Document segment:
'''

Whether such elaborate media-dependent explanations for the Enns-Kelly trend are necessary is debatable. It's been said elsewhere that most people, regardless of income level, become less willing to share, and far less willing to see allegedly undeserving people share the collective wealth, in tough economic times. Americans in particular may be more ready than other people to indict their neighbors as freeloaders in a crunch, though they are probably more ready to do so now than they were eighty years ago, and that fact, if true, would require some explanation. Another possible factor is an increased sense of dependence on the part of the poor. Here media propaganda may be a factor, since the conservative media have tried hard to teach the public a relationship between government spending and private-sector layoffs and outsourcing. Class is unlikely to determine whether anyone scapegoats politics for poor economic performance. Indeed, a lack of class consciousness is arguably the defining characteristic of Americans among the world's peoples. People don't want to think of themselves as working-class or poor, and that refusal to face facts may help explain the researchers' findings. On the other hand, the Monitor itself noted that a decrease in confidence in government, which tends to be identified with a conservative mentality, can result from simple dissatisfaction with ineffective government. If government seems incapable of accomplishing anything, people are bound to wonder what good it is in general or on principle. Of course, given how conservatives themselves argue that today's poor aren't really poor by historic or global standards, maybe these findings are still a matter of society not having grown unequal enough and people not having suffered enough to react the way you'd think they should. Enns and Kelly should test their models again a few years from now and tell us what they find.

4 comments:

d.eris said...

There was just a recent study which found that a lot of Americans don't even know how dependent they themselves are on government services. A survey of people on Social Security, Medicare (I think), Veterans and Welfare found that around 40% of the first three and 25% of the latter said they do not use any government programs/services.

Not directly related to the class issue, but definitely related to the media/informational aspect of the post.

d.eris said...

here's a link to the article I mentioned above:

http://www2.tricities.com/news/2011/aug/01/can-you-spare-dime-or-two-ar-1209359/

"Sixty percent of people who take the home mortgage deduction on their income tax returns say they haven’t used a government social program. Forty-four percent of Social Security recipients deny they’ve received any benefit as do about 40 percent of Medicare recipients, according to a study by Cornell University political scientist Suzanne Mettler."

Samuel Wilson said...

Thanks, d. I'll have to check out Mettler's study. I wonder whether shame has a lot to do with the false reporting, or if people have just become selective about the meaning of dependence on government. SS and Medicare are the benefits people feel they've earned; they may feel differently about benefits others receive.

Anonymous said...

The fact that people depend on these services proves there is a need for them.
The fact that they don't go elsewhere means either the private sector doesn't offer these services, or they don't offer them at an affordable rate to the lowest economic segment of the population.
Given the rhetoric of the right, it seems that the conservatives in this country would much rather see people homeless and starving in the streets than to allow the government to take the appropriate action. This lack of humility, compassion and sympathy for those in need leaves me questioning their humanity.

'''

According to the post on the Enns-Kelly trend, what is arguably the defining characteristic of Americans among the world's peoples?

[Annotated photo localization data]
'''

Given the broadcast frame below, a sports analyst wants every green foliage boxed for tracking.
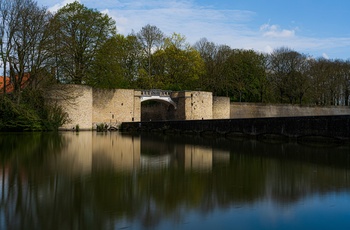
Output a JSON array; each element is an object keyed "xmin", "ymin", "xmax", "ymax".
[
  {"xmin": 0, "ymin": 91, "xmax": 68, "ymax": 131},
  {"xmin": 49, "ymin": 1, "xmax": 116, "ymax": 84}
]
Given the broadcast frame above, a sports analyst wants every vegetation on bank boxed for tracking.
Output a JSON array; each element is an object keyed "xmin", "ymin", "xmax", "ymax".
[
  {"xmin": 0, "ymin": 90, "xmax": 68, "ymax": 131},
  {"xmin": 0, "ymin": 0, "xmax": 350, "ymax": 130}
]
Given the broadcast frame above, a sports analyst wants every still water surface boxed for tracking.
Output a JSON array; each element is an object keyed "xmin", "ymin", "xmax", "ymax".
[{"xmin": 0, "ymin": 132, "xmax": 350, "ymax": 230}]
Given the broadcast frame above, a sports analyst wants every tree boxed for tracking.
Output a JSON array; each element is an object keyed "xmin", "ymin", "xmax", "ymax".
[
  {"xmin": 153, "ymin": 33, "xmax": 204, "ymax": 90},
  {"xmin": 0, "ymin": 0, "xmax": 50, "ymax": 99},
  {"xmin": 137, "ymin": 24, "xmax": 164, "ymax": 82},
  {"xmin": 50, "ymin": 1, "xmax": 116, "ymax": 84},
  {"xmin": 269, "ymin": 47, "xmax": 310, "ymax": 104},
  {"xmin": 87, "ymin": 34, "xmax": 140, "ymax": 88},
  {"xmin": 225, "ymin": 49, "xmax": 267, "ymax": 102}
]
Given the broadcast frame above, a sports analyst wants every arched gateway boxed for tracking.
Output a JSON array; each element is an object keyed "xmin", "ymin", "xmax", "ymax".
[
  {"xmin": 46, "ymin": 85, "xmax": 230, "ymax": 130},
  {"xmin": 140, "ymin": 89, "xmax": 177, "ymax": 109}
]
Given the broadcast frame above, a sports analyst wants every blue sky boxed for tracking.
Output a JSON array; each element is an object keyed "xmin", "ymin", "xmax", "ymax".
[{"xmin": 37, "ymin": 0, "xmax": 350, "ymax": 60}]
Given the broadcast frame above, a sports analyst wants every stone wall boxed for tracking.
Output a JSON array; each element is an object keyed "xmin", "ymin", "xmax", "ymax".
[
  {"xmin": 92, "ymin": 89, "xmax": 135, "ymax": 128},
  {"xmin": 46, "ymin": 85, "xmax": 93, "ymax": 130},
  {"xmin": 46, "ymin": 85, "xmax": 230, "ymax": 130},
  {"xmin": 185, "ymin": 91, "xmax": 213, "ymax": 120},
  {"xmin": 213, "ymin": 97, "xmax": 230, "ymax": 119},
  {"xmin": 230, "ymin": 103, "xmax": 350, "ymax": 118}
]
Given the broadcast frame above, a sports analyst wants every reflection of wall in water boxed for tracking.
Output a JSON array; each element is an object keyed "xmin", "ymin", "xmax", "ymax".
[
  {"xmin": 52, "ymin": 132, "xmax": 92, "ymax": 174},
  {"xmin": 52, "ymin": 132, "xmax": 140, "ymax": 174},
  {"xmin": 92, "ymin": 133, "xmax": 140, "ymax": 171},
  {"xmin": 185, "ymin": 145, "xmax": 213, "ymax": 170}
]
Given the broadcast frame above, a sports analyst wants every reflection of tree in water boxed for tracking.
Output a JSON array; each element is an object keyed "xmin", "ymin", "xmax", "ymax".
[{"xmin": 0, "ymin": 134, "xmax": 350, "ymax": 229}]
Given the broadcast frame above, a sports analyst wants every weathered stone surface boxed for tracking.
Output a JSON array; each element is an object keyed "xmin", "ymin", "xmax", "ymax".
[
  {"xmin": 47, "ymin": 85, "xmax": 230, "ymax": 130},
  {"xmin": 122, "ymin": 115, "xmax": 350, "ymax": 140}
]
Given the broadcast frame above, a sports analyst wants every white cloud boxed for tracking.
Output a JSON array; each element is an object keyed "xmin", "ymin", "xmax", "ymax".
[
  {"xmin": 260, "ymin": 24, "xmax": 295, "ymax": 38},
  {"xmin": 38, "ymin": 0, "xmax": 350, "ymax": 58},
  {"xmin": 48, "ymin": 0, "xmax": 80, "ymax": 12}
]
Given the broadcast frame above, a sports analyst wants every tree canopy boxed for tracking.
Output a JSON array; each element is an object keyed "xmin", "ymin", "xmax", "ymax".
[{"xmin": 0, "ymin": 0, "xmax": 350, "ymax": 108}]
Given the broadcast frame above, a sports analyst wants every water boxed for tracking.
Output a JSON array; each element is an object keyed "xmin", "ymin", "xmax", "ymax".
[{"xmin": 0, "ymin": 132, "xmax": 350, "ymax": 230}]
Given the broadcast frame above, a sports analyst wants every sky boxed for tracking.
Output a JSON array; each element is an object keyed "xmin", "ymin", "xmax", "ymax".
[{"xmin": 37, "ymin": 0, "xmax": 350, "ymax": 60}]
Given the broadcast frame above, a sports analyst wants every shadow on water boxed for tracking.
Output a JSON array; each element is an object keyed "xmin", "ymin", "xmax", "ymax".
[{"xmin": 0, "ymin": 132, "xmax": 350, "ymax": 229}]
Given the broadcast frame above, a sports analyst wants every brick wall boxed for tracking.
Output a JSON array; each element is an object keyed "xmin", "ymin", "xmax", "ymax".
[
  {"xmin": 213, "ymin": 97, "xmax": 230, "ymax": 119},
  {"xmin": 92, "ymin": 89, "xmax": 135, "ymax": 128},
  {"xmin": 46, "ymin": 85, "xmax": 92, "ymax": 130}
]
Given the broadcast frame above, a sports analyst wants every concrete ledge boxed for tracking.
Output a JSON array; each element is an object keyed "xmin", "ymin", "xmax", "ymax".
[{"xmin": 121, "ymin": 115, "xmax": 350, "ymax": 141}]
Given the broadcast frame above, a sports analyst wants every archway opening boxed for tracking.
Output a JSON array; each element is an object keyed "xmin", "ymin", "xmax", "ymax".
[{"xmin": 141, "ymin": 100, "xmax": 175, "ymax": 121}]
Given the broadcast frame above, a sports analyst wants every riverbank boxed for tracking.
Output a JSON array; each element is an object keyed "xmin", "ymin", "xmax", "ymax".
[{"xmin": 120, "ymin": 115, "xmax": 350, "ymax": 142}]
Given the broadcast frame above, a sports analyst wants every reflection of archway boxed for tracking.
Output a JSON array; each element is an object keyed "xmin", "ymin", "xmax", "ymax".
[{"xmin": 141, "ymin": 99, "xmax": 176, "ymax": 121}]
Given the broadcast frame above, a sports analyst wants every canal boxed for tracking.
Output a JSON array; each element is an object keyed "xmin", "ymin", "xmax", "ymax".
[{"xmin": 0, "ymin": 132, "xmax": 350, "ymax": 230}]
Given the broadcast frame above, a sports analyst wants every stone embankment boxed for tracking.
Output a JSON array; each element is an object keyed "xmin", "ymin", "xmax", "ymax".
[{"xmin": 121, "ymin": 115, "xmax": 350, "ymax": 141}]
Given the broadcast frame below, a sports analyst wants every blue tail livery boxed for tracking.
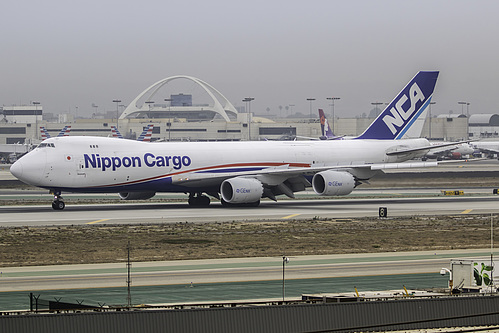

'''

Answer box: A lack of class consciousness.